── RECORDS FOR THIS TASK ──

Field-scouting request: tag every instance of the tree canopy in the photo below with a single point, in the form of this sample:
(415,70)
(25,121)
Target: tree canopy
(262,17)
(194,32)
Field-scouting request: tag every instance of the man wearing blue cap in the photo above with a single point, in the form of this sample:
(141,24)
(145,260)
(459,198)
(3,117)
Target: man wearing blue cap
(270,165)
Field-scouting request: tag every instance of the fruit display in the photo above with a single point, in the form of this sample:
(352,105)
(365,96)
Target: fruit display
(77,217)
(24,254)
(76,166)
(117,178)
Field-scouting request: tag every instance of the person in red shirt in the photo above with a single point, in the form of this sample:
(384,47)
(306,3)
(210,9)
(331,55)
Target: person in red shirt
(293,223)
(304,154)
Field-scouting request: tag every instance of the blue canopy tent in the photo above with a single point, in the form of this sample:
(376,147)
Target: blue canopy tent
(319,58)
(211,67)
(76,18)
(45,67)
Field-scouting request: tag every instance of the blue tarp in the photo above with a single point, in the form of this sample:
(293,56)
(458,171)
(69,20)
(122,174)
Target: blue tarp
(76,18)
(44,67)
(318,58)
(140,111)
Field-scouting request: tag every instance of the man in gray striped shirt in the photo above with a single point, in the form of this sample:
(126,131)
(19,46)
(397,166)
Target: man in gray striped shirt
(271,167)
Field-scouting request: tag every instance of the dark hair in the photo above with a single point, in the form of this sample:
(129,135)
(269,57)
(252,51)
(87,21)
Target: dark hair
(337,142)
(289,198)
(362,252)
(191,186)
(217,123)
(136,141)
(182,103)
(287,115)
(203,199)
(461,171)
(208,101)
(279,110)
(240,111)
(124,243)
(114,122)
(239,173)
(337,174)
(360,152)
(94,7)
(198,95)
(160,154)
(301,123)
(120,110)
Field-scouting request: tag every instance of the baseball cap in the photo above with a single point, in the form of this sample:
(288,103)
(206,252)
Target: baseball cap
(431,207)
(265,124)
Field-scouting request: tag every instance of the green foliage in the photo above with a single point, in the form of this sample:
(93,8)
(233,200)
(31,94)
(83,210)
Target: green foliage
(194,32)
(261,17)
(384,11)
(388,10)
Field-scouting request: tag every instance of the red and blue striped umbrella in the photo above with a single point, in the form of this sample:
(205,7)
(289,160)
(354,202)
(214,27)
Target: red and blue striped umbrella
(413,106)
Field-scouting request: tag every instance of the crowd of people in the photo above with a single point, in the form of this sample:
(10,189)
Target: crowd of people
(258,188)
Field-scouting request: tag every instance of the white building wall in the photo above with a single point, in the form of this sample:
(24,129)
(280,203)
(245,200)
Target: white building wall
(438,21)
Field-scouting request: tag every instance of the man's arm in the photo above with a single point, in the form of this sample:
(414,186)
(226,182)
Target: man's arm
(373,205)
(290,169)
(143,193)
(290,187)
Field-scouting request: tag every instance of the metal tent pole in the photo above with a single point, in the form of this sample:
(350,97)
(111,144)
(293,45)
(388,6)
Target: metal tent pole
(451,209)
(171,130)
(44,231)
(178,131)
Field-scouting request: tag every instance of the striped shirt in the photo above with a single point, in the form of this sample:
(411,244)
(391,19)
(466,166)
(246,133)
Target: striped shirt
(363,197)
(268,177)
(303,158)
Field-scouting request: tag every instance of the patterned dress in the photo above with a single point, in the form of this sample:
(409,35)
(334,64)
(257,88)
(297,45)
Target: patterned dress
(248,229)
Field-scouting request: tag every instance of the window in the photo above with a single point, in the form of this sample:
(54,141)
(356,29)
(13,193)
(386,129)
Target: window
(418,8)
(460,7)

───
── RECORDS FOR THIS TASK ──

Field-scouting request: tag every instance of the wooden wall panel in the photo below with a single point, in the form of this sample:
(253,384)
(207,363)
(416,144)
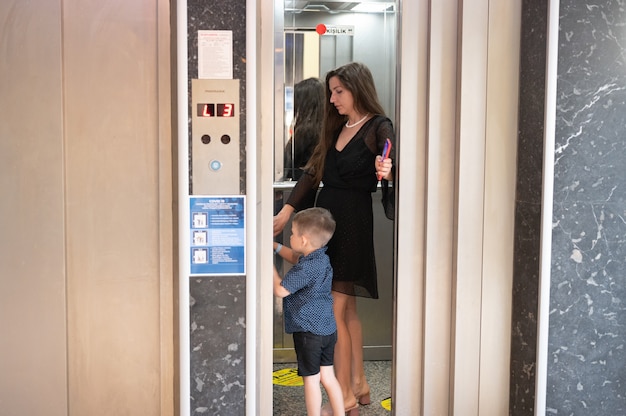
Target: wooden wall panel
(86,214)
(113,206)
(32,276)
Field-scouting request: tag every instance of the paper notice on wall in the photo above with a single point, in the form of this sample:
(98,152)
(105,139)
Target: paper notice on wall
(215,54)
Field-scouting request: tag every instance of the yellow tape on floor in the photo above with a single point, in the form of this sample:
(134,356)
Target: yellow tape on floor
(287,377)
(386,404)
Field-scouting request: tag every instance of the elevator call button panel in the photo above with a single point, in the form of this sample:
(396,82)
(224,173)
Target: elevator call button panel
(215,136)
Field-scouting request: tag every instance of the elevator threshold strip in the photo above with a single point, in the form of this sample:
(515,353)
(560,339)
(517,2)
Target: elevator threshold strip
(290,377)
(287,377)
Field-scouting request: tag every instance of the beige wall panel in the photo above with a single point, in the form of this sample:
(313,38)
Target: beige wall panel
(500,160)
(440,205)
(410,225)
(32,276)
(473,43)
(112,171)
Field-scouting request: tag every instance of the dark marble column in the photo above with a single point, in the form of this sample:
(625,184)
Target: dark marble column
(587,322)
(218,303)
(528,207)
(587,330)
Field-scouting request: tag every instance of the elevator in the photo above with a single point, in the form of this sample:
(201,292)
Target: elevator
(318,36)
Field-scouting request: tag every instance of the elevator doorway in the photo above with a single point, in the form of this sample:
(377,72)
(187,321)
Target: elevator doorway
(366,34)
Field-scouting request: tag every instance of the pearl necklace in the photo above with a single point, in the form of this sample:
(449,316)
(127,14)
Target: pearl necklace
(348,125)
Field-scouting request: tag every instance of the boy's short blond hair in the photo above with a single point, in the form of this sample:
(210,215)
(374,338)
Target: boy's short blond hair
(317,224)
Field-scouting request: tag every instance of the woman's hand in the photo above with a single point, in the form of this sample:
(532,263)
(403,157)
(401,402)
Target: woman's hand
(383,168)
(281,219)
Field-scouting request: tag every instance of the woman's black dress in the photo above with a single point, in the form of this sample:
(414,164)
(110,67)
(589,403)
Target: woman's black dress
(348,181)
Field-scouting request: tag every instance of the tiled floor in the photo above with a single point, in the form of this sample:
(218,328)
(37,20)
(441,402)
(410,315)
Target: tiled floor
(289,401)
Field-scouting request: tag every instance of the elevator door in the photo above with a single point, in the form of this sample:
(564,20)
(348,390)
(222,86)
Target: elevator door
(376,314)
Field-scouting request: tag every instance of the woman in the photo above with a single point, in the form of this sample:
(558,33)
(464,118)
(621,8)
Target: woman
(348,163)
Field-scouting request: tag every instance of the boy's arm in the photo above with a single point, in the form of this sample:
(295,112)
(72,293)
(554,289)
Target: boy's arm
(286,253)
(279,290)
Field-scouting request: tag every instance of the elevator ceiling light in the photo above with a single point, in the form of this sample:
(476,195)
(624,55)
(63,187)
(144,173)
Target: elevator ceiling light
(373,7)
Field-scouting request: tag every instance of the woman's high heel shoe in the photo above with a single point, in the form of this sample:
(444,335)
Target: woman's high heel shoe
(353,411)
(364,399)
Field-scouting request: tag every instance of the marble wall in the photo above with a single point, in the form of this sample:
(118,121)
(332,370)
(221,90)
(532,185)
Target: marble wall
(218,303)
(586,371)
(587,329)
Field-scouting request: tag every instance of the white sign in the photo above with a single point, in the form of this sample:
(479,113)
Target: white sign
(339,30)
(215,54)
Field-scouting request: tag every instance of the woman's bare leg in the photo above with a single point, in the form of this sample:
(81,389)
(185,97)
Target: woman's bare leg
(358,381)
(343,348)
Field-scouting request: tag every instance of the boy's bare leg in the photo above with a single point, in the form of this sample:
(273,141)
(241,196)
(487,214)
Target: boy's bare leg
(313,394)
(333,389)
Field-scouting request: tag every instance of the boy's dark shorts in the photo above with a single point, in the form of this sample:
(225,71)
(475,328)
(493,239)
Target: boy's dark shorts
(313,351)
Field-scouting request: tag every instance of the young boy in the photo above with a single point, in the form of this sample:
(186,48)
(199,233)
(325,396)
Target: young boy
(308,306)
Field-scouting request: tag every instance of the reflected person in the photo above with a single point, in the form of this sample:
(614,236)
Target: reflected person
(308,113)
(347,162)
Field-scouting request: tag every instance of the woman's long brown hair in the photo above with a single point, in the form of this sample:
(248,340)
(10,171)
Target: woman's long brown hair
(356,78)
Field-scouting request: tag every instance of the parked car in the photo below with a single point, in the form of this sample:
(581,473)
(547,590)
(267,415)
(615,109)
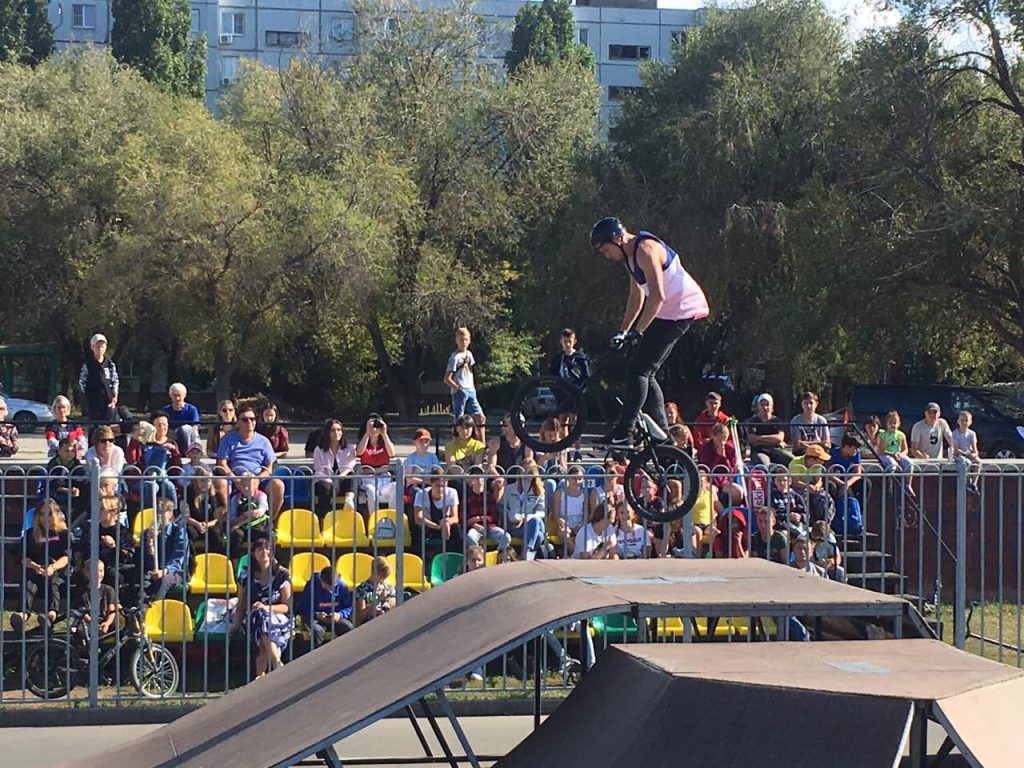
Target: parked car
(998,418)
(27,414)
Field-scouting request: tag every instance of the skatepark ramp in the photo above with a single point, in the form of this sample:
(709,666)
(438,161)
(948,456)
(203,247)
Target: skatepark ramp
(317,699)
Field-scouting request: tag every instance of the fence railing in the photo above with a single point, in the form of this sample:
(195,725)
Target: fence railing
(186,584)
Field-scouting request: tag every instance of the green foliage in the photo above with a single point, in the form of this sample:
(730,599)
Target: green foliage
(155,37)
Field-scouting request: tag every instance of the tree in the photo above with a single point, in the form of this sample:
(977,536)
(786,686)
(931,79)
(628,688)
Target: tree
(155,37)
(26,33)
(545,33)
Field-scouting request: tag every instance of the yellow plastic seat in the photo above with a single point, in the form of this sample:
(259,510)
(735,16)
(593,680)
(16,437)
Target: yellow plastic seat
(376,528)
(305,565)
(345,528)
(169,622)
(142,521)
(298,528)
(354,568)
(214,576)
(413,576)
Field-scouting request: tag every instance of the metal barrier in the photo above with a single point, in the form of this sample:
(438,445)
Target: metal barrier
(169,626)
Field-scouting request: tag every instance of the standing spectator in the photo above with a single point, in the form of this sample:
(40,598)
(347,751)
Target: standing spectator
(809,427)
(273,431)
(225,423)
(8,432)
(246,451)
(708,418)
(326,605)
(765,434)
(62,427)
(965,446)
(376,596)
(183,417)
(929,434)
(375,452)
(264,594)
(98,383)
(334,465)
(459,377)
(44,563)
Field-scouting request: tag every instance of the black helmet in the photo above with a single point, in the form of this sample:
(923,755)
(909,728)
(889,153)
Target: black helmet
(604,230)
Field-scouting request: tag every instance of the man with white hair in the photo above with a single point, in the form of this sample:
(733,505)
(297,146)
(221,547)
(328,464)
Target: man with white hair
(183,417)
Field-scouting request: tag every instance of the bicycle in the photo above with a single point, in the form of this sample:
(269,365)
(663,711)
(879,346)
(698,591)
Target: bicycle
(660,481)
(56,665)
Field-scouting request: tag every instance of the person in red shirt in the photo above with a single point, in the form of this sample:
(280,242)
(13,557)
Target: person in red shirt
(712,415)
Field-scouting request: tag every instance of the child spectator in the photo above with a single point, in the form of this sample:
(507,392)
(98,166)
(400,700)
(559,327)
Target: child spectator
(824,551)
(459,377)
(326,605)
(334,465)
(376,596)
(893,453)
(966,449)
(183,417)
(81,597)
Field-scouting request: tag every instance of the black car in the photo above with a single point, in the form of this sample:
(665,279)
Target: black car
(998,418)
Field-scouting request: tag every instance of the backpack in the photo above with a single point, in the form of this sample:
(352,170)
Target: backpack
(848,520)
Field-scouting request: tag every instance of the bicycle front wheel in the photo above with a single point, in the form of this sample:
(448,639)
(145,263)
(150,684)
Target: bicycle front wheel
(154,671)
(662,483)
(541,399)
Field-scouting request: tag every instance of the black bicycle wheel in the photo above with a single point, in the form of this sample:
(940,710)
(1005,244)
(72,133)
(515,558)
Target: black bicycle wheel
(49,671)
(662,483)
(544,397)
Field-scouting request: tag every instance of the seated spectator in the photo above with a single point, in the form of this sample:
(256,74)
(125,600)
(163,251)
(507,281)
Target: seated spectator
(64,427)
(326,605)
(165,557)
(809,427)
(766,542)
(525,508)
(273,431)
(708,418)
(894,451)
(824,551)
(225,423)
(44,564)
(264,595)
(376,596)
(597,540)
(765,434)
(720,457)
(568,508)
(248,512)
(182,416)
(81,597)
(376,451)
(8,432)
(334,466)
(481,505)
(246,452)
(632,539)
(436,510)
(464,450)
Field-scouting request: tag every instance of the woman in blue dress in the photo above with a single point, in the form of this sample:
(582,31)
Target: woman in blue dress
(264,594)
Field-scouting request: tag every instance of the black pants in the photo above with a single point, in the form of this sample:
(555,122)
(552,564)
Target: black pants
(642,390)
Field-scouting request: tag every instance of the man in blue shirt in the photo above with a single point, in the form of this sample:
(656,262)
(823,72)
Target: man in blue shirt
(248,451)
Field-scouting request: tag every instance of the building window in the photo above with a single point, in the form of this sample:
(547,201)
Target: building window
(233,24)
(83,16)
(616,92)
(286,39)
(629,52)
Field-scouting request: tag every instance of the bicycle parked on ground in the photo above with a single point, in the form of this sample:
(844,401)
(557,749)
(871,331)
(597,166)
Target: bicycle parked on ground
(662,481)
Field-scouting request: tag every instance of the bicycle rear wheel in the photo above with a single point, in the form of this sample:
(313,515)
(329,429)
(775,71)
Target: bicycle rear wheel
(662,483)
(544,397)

───

PROBLEM TO SOLVE: Find every line in the pointing dataset records above that contains the word "dress", and copy each such line. Case counts.

OUTPUT:
Field-scouting request: tag every instance of the patterned dress in the photo above with a single point, in the form of this sample:
Target: patterned dress
Field-scouting request: tag every instance of the woman's black dress in the photo above with a single point, in the form of this sample:
Target: woman's black dress
Field-scouting request: tag every instance of the woman in blue dress in the photo above with a single point, in the form of this sample:
Target: woman in blue dress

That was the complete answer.